◆ **The problem**:
Look through the records below for the line with "Query: forehead" and the line with "[[279, 394], [564, 47]]", then return those lines and all lines between, exactly.

◆ **Data section**:
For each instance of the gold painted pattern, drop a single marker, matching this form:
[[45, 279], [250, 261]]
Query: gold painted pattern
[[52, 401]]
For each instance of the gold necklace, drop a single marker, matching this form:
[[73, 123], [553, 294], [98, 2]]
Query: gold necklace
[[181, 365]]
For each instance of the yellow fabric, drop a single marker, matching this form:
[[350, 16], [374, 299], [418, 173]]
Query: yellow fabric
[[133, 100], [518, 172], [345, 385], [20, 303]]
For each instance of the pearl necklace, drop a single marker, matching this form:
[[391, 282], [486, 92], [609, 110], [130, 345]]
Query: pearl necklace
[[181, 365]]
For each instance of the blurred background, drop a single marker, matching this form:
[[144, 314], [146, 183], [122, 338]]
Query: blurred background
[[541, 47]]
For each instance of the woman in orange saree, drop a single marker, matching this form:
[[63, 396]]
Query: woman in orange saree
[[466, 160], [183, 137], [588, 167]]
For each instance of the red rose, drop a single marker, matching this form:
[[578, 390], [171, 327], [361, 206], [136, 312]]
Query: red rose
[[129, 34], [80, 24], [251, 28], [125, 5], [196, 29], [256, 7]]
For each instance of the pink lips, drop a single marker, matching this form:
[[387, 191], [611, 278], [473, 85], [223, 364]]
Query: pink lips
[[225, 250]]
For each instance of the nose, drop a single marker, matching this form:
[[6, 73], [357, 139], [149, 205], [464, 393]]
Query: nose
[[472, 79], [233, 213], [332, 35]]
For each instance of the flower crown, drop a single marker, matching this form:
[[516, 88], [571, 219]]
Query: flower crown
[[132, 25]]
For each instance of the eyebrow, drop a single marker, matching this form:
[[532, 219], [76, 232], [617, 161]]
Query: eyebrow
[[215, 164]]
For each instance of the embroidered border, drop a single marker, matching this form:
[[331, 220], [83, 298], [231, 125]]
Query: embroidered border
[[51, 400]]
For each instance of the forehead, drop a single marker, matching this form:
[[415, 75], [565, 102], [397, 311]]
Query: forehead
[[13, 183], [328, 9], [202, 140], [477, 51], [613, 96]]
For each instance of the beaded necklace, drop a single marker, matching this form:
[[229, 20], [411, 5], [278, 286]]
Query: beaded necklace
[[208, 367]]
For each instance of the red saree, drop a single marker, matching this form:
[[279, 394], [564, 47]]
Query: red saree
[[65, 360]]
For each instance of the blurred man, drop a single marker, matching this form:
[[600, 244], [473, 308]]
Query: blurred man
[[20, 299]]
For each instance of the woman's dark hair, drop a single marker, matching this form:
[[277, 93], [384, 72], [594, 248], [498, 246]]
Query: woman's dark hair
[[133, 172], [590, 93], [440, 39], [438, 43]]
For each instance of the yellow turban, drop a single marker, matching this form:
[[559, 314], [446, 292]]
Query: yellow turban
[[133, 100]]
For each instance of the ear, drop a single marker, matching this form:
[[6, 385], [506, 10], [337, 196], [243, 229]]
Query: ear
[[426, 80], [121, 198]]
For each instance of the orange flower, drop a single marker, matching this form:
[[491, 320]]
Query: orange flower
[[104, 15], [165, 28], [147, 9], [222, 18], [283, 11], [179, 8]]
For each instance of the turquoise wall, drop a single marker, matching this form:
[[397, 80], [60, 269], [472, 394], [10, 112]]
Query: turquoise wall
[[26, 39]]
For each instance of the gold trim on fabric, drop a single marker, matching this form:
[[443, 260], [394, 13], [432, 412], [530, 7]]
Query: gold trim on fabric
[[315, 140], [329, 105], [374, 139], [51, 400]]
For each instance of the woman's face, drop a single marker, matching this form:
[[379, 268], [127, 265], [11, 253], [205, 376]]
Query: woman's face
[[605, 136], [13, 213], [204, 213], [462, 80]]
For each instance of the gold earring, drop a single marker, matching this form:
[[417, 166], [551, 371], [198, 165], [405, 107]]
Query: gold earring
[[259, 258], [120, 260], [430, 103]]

◆ **Solved exercise**:
Query: forehead
[[13, 183], [328, 9], [202, 140], [477, 51], [613, 96]]
For each instance of the beaded necklace, drop a single marker, matching this form:
[[229, 20], [411, 5], [278, 286]]
Query: beaded necklace
[[208, 367]]
For each instance of the red saree, drop a single marker, matching this form:
[[279, 394], [564, 47]]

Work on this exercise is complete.